AUFGABE
Extrahiere bitte den Lesetext „24 h. wir bleiben wach“ unten vollständig und ohne jede Änderung.

── LESETEXT ──

24 h. wir bleiben wach

Kunigunde Weissenegger

Warum nicht? Warum nicht genau so? Warum nicht genau so wie sie? Vierundzwanzig Stunden wach. Vierundzwanzig Stunden in Bereitschaft. Vierundzwanzig Stunden im Dienst. Vierundzwanzig Stunden Betreuung. Vierundzwanzig Stunden attenti stehen. Vierundzwanzig Stunden auf der Hut sein. Vierundzwanzig Stunden abrufbar. Vierundzwanzig Stunden angespannt. Vierundzwanzig Stunden. Vierundzwanzig Stunden. Vierundzwanzig Stunden. Vierundzwanzig Stunden unverzichtbar. Vierundzwanzig Stunden prekär.

───
── EINGABEDATEN ──

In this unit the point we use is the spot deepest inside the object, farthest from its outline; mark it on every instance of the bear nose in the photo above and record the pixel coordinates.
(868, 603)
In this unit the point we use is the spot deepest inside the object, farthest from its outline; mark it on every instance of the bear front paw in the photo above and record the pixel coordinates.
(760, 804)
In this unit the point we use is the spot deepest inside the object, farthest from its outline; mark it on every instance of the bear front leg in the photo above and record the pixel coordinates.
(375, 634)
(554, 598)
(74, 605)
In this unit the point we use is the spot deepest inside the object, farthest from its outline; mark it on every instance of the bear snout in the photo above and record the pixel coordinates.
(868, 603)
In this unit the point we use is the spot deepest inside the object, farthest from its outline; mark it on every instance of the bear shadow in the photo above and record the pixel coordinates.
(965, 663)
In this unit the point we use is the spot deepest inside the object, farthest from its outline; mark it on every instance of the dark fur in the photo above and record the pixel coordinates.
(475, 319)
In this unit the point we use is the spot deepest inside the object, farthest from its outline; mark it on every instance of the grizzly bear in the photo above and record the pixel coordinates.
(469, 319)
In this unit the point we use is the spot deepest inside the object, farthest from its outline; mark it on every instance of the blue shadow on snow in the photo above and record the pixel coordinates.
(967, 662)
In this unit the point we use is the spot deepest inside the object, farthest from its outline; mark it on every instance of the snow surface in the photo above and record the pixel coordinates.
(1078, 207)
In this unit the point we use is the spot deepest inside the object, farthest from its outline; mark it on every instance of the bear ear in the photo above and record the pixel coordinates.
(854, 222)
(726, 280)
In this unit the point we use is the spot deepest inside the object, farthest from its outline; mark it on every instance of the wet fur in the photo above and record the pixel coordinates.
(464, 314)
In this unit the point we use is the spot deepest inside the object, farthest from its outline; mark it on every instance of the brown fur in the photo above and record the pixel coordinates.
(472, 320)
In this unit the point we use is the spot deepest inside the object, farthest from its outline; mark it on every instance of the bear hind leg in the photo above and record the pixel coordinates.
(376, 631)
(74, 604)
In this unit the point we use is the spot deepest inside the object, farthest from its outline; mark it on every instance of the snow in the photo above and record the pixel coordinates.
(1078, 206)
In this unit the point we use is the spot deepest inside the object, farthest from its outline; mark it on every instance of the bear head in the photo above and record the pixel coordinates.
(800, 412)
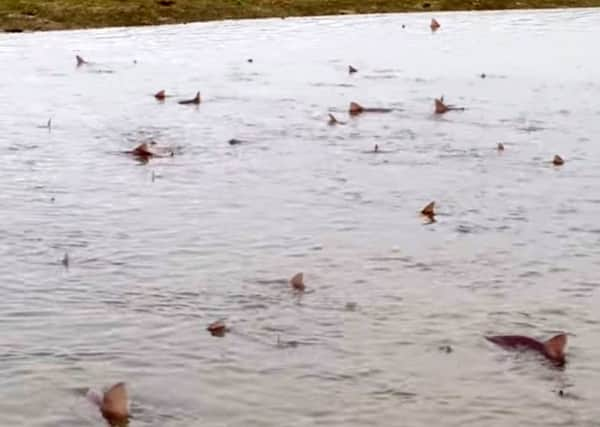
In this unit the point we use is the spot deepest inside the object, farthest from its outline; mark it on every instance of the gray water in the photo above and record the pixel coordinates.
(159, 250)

───
── EINGABEDATEN ──

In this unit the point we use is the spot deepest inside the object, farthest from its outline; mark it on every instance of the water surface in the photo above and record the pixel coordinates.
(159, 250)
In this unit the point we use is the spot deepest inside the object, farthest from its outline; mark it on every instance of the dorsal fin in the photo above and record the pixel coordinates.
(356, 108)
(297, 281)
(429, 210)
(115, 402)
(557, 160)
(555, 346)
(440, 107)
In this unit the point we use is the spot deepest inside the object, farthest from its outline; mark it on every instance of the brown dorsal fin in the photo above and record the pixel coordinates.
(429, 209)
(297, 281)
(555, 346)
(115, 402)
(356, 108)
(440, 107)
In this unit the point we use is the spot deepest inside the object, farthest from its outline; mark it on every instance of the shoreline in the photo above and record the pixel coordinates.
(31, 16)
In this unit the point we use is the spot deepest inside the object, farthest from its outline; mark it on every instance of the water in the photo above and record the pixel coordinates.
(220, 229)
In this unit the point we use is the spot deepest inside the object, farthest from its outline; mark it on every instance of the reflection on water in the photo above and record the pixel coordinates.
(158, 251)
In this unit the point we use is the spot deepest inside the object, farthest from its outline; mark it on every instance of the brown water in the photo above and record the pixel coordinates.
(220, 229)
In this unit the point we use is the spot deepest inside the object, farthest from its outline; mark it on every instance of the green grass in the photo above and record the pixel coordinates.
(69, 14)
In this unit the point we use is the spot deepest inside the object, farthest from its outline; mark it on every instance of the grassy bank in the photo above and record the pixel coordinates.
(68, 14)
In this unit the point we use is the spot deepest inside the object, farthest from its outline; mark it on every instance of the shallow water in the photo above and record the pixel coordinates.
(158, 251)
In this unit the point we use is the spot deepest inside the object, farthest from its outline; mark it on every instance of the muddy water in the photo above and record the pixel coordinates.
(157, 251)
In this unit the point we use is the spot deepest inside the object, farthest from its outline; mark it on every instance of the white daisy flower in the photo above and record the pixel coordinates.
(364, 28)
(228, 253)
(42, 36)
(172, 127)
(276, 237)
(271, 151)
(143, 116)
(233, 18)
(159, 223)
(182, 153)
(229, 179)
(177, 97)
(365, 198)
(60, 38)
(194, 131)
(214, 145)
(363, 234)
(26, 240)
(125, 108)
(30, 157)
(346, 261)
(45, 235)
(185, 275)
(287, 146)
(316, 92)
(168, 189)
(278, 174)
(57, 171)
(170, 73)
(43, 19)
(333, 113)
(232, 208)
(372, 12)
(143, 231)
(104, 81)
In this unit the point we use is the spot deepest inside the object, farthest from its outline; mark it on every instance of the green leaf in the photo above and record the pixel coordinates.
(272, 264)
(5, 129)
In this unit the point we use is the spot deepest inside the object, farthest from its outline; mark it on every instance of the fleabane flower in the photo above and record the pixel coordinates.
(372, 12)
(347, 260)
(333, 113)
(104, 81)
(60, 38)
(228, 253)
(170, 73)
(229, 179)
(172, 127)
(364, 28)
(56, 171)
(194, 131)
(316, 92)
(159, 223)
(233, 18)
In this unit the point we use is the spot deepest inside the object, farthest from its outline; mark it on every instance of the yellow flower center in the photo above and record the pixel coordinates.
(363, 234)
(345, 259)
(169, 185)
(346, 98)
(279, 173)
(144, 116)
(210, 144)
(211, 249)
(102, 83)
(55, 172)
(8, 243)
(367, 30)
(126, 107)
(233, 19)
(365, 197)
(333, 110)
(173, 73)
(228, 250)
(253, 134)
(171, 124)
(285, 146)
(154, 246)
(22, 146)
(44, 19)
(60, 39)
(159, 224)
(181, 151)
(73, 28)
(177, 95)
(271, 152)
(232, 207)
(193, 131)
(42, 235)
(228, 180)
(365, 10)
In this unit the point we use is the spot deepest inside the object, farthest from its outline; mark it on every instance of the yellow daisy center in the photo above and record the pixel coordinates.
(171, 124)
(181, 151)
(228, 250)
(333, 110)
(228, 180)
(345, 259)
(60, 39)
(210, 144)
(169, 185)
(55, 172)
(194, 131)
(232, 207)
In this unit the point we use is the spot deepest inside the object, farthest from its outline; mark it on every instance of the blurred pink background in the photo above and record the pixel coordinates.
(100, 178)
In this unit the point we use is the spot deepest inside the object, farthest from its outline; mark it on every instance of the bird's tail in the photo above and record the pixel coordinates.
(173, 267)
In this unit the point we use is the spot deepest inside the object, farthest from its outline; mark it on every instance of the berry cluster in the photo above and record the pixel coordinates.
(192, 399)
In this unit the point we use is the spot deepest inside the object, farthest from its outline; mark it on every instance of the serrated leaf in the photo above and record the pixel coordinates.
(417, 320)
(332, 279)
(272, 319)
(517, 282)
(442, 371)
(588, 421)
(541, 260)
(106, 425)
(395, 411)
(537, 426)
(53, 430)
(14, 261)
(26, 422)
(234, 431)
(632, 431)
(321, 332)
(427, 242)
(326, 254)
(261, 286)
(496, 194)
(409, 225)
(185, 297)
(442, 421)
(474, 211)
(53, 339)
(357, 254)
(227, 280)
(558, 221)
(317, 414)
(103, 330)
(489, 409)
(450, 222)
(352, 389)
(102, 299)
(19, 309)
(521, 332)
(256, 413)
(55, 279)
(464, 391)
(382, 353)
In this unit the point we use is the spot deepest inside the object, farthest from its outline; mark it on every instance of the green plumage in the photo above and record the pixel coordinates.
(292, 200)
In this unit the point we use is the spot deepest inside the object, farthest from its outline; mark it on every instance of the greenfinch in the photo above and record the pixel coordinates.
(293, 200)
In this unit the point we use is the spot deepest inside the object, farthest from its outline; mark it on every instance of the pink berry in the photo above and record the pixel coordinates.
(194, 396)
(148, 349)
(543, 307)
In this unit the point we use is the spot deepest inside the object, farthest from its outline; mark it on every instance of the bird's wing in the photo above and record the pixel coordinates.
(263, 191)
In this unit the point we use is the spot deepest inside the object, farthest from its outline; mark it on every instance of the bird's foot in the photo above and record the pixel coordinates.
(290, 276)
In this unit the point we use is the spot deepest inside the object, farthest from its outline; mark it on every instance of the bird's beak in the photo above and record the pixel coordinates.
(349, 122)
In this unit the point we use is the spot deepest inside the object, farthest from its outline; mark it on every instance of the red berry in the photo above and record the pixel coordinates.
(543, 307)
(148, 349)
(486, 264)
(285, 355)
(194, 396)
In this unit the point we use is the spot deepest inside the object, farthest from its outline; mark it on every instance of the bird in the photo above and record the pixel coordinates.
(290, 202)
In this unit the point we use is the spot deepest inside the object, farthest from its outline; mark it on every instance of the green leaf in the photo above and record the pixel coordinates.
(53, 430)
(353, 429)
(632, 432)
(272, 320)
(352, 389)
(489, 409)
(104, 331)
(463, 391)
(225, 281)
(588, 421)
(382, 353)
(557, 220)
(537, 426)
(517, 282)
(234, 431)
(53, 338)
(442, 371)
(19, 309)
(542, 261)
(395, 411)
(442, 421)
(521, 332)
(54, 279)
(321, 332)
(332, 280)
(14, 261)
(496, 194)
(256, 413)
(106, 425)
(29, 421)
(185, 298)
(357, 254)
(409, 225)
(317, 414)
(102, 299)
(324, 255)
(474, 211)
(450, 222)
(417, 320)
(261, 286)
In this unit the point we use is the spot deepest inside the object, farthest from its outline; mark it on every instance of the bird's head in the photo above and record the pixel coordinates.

───

ANTWORTFELD
24 h. wir bleiben wach

Kunigunde Weissenegger

Warum nicht? Warum nicht genau so? Warum nicht genau so wie sie? Vierundzwanzig Stunden wach. Vierundzwanzig Stunden in Bereitschaft. Vierundzwanzig Stunden im Dienst. Vierundzwanzig Stunden Betreuung. Vierundzwanzig Stunden attenti stehen. Vierundzwanzig Stunden auf der Hut sein. Vierundzwanzig Stunden abrufbar. Vierundzwanzig Stunden angespannt. Vierundzwanzig Stunden. Vierundzwanzig Stunden. Vierundzwanzig Stunden. Vierundzwanzig Stunden unverzichtbar. Vierundzwanzig Stunden prekär.